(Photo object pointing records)

++++++++++

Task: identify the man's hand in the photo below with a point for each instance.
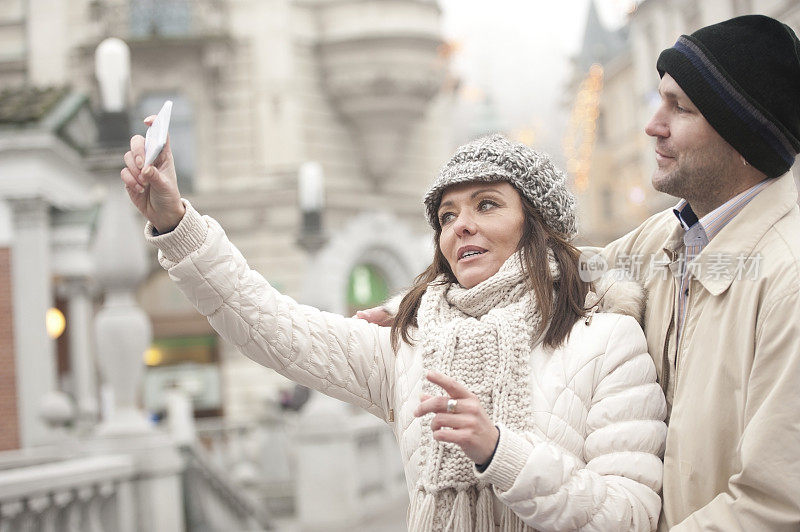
(376, 315)
(153, 189)
(466, 425)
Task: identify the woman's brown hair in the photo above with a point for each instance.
(563, 310)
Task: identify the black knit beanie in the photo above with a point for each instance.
(744, 77)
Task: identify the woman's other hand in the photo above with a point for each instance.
(376, 315)
(467, 425)
(154, 188)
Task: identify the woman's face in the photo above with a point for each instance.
(481, 227)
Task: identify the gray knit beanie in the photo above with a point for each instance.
(495, 158)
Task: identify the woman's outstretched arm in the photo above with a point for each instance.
(345, 358)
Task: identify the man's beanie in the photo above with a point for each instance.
(495, 158)
(744, 77)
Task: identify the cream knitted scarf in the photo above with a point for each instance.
(483, 338)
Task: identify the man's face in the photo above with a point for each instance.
(694, 162)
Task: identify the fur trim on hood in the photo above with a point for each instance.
(617, 292)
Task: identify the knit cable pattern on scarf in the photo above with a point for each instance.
(483, 338)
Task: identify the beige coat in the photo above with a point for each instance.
(732, 458)
(592, 461)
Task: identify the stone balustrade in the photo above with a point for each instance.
(93, 494)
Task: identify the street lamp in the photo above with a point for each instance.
(112, 67)
(311, 194)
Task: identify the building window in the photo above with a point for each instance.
(165, 18)
(366, 287)
(607, 198)
(181, 132)
(189, 363)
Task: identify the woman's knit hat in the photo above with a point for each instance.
(495, 158)
(743, 75)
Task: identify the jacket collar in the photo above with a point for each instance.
(739, 237)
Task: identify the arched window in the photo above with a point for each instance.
(166, 18)
(366, 287)
(181, 132)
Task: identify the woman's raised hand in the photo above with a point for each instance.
(465, 423)
(154, 188)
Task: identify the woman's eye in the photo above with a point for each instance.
(445, 217)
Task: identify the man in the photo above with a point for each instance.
(723, 276)
(722, 272)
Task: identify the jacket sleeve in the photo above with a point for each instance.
(765, 493)
(614, 486)
(346, 358)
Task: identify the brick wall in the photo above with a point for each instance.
(9, 422)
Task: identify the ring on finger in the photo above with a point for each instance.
(451, 405)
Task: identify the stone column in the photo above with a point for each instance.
(9, 413)
(122, 334)
(79, 310)
(32, 296)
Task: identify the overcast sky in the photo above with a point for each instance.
(518, 52)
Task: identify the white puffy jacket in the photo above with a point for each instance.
(591, 464)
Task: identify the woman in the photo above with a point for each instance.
(550, 419)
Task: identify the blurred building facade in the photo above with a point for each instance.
(259, 88)
(615, 91)
(309, 129)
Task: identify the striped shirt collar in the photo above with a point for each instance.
(712, 223)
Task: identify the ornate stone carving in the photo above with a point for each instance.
(381, 69)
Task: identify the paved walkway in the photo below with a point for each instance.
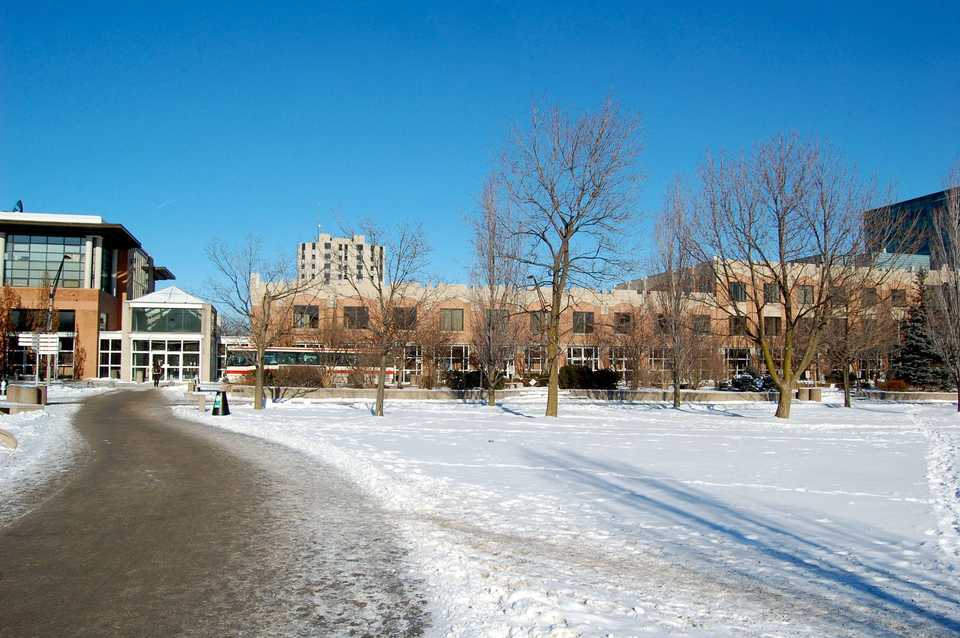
(173, 529)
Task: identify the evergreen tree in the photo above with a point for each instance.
(916, 361)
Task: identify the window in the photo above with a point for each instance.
(166, 320)
(838, 326)
(405, 318)
(451, 319)
(661, 360)
(356, 317)
(771, 326)
(33, 320)
(663, 325)
(534, 358)
(107, 271)
(31, 260)
(771, 293)
(586, 356)
(582, 323)
(140, 268)
(701, 324)
(738, 326)
(496, 320)
(306, 316)
(454, 358)
(737, 360)
(178, 359)
(538, 321)
(109, 359)
(737, 291)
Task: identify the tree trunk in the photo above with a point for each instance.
(553, 387)
(381, 386)
(258, 387)
(847, 402)
(676, 388)
(783, 403)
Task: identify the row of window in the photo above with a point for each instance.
(451, 320)
(772, 294)
(33, 260)
(166, 320)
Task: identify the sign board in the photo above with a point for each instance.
(42, 343)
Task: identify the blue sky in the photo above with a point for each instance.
(187, 123)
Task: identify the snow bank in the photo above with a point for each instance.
(627, 520)
(943, 475)
(47, 444)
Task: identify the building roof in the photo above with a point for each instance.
(68, 224)
(171, 295)
(162, 273)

++++++++++

## [YOUR TASK]
Pictures are to be left out; all else in the entries above is to be quoted exactly.

## [EXERCISE RESPONSE]
Task: identify the man's hand in the photo below with a point for each instance.
(376, 315)
(153, 189)
(466, 425)
Task: identify the woman's brown hair in the photo above with a point for each instance.
(563, 310)
Task: identify the black knit beanie in the photo above with a point for each instance.
(744, 77)
Task: identify the woman's other hand in the photo above with a point for each instance.
(376, 315)
(467, 425)
(154, 188)
Task: identify the woman's face in the photo above with a point for each instance.
(481, 227)
Task: identify the gray knit beanie in the photo above with a point for each instance.
(495, 158)
Task: identify the woman's outstretched arm in the photo above with a point for each instance.
(345, 358)
Task: identify the man's beanie in the photo above with a point for each instance.
(495, 158)
(744, 77)
Task: identify the cream knitted scarf in the photo above with a point for each instance.
(483, 338)
Task: identify the man's face in the photo above with a point for each instance.
(694, 162)
Task: identify the fur trim on hood in the photo above with a point for each instance.
(617, 292)
Task: identify the knit cable pattern on scarf in the photo above with a point for each instance.
(483, 338)
Task: identify the beige coat in the photo above with a point for each instance.
(732, 458)
(592, 461)
Task: identify the stone balustrade in the photo above with a point for each instance.
(93, 494)
Task: identify the street lamp in the photo above with a point for each instance.
(112, 67)
(311, 194)
Task: identify the building window in the photo above with a point for each instance.
(165, 18)
(366, 287)
(607, 198)
(181, 132)
(189, 363)
Task: identify the woman's knit hat in the photo above with a point for each instance.
(495, 158)
(743, 75)
Task: identify the jacket collar in the photo above with a point for each instance.
(739, 237)
Task: identify the arched window in the photo above with a point for each instance.
(166, 18)
(366, 287)
(181, 132)
Task: identify the woman's raised hand in the photo above with a point for each instance.
(465, 423)
(154, 188)
Task: identify the woman's eye in the photo above with a point for each instance.
(445, 217)
Task: identify the man in the photo above with a point for each instance.
(723, 276)
(722, 272)
Task: identify the jacket sleeve in the photo above with a point for each instance.
(765, 493)
(614, 486)
(346, 358)
Task: identify the brick wall in the photo above with a point for each instance.
(9, 422)
Task: identify the ring on finger in the photo above with a point for each instance.
(451, 405)
Task: identify the stone column in the photo above with a point for each instance.
(9, 413)
(122, 334)
(79, 310)
(32, 296)
Task: identify the overcast sky in the photo above with a point for each instance.
(518, 52)
Task: identify the white puffy jacket in the photo above with a point for each instance.
(591, 464)
Task: identify the woman in the photo above with a point for each instance.
(550, 419)
Task: identify the blurred building facade in the photo above with a point for each instance.
(259, 88)
(615, 91)
(309, 129)
Task: identify the striped shirt collar in the photo above with a point for each instance.
(712, 223)
Task: identify the ornate stone carving in the photo above with a point for each instance.
(381, 69)
Task: identify the paved walkway in the photo below with a point for each instance.
(173, 529)
Task: identify the evergreen tree in the photo above with a point for each instance.
(916, 361)
Task: identify the window in the photo above with a point for each instance.
(166, 320)
(838, 326)
(405, 318)
(451, 319)
(661, 360)
(356, 317)
(771, 326)
(33, 320)
(663, 325)
(534, 358)
(107, 271)
(31, 260)
(771, 293)
(586, 356)
(582, 323)
(140, 268)
(701, 324)
(738, 326)
(496, 320)
(306, 316)
(454, 358)
(737, 360)
(178, 359)
(538, 321)
(109, 359)
(737, 291)
Task: identify the tree trunk in the photo above with a point for each instance.
(553, 387)
(381, 386)
(258, 387)
(847, 402)
(676, 388)
(783, 403)
Task: identify the row of window in the photo above with a point for each instance.
(451, 320)
(772, 294)
(33, 260)
(166, 320)
Task: identify the sign board in the photo above with a point for each instance.
(42, 343)
Task: identify the blue sky in the photo above with a point for each instance.
(187, 123)
Task: identify the snow bank in the photo above with a point for each instance.
(627, 520)
(943, 475)
(47, 444)
Task: identify the building roof in the photo above with a point for each instance.
(68, 224)
(171, 295)
(162, 273)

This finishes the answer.